# Free driveway in Wilton, CT to who ever wants it.



## Playboy (Sep 8, 2004)

It makes $140 billed for 2-7". 8-13" = two plows. 14-20" = 3 plows. 21-26" = 4 plows

It's $100 for the driveway and $40 for salt. It's a long driveway but only the hill needs salt. 
We salt on the last pass so for an 18" storm she would get charged $340.

Our trucks cant do it. When we used the extended cab we had no issues but now we have a crew cab and two dump trucks and the dump trucks are too wide (dullie) and the crew cab is too long and cant make the turn on the circle part of the hill. I tried and put a big dent in the nurf bar. A single wheel dump truck can do it or a regular cab pick up and even the extended cab pick up can do it. If you're serious and want the driveway give me a call at 203-856-5602
She has been my customer for the last 4 years. She always pays on time. The street she is on is Moriarity Drive in Wilton. You take Belden hill road to Old Huckleberry rd and its a right off that.


----------



## Maleko (Sep 20, 2004)

Wish i was closer. Wilton is a bit out of the way for me.. Ill spread the word here around me.
.( Danbury area )


----------



## Playboy (Sep 8, 2004)

Do u do the ridgefield line? My landlord asked me if I could put her sons place on my list but I told her its way too far from all my houses. I've never seen the driveway so I can't say if its worth it or not but if ur interested ill try to get the info from her.


----------



## Playboy (Sep 8, 2004)

Bump before the next snow fall....


----------



## Maleko (Sep 20, 2004)

Playboy;1198943 said:


> Bump before the next snow fall....


 Are you asking me?
if so it would depend what side of Ridgefield it was..


----------



## Playboy (Sep 8, 2004)

Yeah I am. I think its on the danbury line. Ill post the address here when I get home.


----------



## Maleko (Sep 20, 2004)

Playboy;1200594 said:


> Yeah I am. I think its on the danbury line. Ill post the address here when I get home.


Ok. let me know.. Thanks....


----------



## Playboy (Sep 8, 2004)

Sugar hollow rd. Danbury


----------



## Playboy (Sep 8, 2004)

Wpw I'm giving away a good paying customer and no one jumped on it yet?...


----------



## pickupman96 (Dec 22, 2009)

I do the sugar hollow area if its still up, let me know i would be interested for sure


----------



## Playboy (Sep 8, 2004)

Still is up. No one put a bid in. Its my land lords sons place so the bill is going to her. Ill pm u the house number and my land lords info. Look at the house and give her an estimate for the driveway and the walkway is there is a walkway. I've never seen the house. I only do norwalk, Wilton, Weston and westport. I have 34 houses to do and can't take on anything that far away from my route.


----------



## Playboy (Sep 8, 2004)

Wont let me pm u. Give me a call. 
203-856-5602
Edgar


----------



## Playboy (Sep 8, 2004)

Bump..........


----------



## Playboy (Sep 8, 2004)

The free driveway in wilton has been given away.


----------

PROVIDED MATERIAL:
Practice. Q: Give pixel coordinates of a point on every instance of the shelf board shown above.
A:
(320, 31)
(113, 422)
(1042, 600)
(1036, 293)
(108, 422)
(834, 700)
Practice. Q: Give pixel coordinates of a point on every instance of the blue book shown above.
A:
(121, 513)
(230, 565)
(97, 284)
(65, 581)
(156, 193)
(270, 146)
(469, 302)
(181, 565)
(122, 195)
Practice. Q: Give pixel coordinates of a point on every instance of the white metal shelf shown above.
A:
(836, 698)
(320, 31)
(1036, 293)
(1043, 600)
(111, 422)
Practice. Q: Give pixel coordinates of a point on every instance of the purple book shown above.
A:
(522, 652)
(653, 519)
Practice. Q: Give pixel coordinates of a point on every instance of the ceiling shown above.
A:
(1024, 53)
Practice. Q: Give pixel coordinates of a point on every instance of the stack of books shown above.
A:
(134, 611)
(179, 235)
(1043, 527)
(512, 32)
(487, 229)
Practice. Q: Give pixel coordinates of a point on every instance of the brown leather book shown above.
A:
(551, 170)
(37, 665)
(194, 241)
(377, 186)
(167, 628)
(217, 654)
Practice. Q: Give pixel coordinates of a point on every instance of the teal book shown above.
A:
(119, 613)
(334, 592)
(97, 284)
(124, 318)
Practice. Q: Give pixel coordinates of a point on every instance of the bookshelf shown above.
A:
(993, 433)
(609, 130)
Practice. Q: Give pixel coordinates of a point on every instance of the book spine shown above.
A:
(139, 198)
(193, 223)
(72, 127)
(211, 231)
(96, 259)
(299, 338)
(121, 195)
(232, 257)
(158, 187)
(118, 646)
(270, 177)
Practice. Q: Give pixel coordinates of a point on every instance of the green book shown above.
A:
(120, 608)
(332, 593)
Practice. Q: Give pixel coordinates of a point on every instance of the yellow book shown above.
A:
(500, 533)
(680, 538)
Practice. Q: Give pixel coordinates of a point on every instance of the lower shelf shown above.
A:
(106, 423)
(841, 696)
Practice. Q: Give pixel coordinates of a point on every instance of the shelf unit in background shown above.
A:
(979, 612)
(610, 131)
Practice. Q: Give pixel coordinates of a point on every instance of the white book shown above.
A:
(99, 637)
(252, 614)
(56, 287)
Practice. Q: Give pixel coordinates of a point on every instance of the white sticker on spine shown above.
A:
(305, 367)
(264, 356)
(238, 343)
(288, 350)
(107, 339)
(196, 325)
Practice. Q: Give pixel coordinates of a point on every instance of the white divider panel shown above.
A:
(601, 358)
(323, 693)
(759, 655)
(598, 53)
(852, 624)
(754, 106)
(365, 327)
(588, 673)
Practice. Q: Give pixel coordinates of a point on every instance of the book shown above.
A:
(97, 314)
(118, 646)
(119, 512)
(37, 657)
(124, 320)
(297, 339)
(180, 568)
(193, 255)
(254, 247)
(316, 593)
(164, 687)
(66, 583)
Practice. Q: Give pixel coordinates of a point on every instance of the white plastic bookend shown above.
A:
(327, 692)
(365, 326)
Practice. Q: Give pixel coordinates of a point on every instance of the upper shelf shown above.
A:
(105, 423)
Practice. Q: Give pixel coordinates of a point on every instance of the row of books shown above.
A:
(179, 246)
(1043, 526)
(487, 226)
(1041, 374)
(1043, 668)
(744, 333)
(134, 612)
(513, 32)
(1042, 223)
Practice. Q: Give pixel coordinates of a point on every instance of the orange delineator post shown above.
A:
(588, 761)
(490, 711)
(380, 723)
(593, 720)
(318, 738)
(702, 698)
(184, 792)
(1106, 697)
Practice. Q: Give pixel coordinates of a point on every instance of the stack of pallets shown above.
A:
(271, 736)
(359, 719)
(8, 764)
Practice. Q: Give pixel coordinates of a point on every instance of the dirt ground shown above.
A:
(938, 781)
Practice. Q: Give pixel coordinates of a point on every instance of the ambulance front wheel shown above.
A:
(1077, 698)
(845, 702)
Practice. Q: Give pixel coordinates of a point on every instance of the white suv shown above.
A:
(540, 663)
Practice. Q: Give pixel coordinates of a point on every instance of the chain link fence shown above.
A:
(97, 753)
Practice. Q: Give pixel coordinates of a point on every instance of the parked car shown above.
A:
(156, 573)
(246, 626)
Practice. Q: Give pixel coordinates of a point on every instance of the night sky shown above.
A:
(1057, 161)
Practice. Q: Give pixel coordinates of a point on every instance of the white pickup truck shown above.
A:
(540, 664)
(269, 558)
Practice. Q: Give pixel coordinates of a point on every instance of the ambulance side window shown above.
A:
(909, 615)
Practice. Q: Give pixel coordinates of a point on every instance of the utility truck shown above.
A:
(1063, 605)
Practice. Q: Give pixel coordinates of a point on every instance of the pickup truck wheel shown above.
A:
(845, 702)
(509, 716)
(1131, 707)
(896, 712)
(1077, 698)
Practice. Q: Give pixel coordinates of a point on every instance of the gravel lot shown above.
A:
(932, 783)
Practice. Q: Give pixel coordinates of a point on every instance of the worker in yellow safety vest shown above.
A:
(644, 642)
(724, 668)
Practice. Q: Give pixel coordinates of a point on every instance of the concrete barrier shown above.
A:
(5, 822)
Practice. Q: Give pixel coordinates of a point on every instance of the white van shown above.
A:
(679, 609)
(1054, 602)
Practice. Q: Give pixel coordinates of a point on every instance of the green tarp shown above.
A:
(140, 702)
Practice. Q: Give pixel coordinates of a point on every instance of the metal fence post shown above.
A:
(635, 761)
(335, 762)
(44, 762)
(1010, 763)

WORK TO DO:
(a) List every town the original poster says they plow in, according to the forum thread.
(b) According to the forum thread, what would the Wilton customer be charged for an 18-inch storm?
(c) Summarize the forum thread in two sentences.

EXPECTED RESPONSES:
(a) Norwalk, Wilton, Weston, and Westport

(b) $340

(c) The poster offers a four-year Wilton customer's driveway on Moriarity Drive to anyone who wants it, because the poster's current trucks are too wide or too long to make the turn on the hill, and says the customer is charged $100 per plow plus $40 for salt. The poster also looks for someone to plow the landlord's son's place on Sugar Hollow Rd. in Danbury, which one reply says they would be interested in, and later reports that the Wilton driveway has been given away.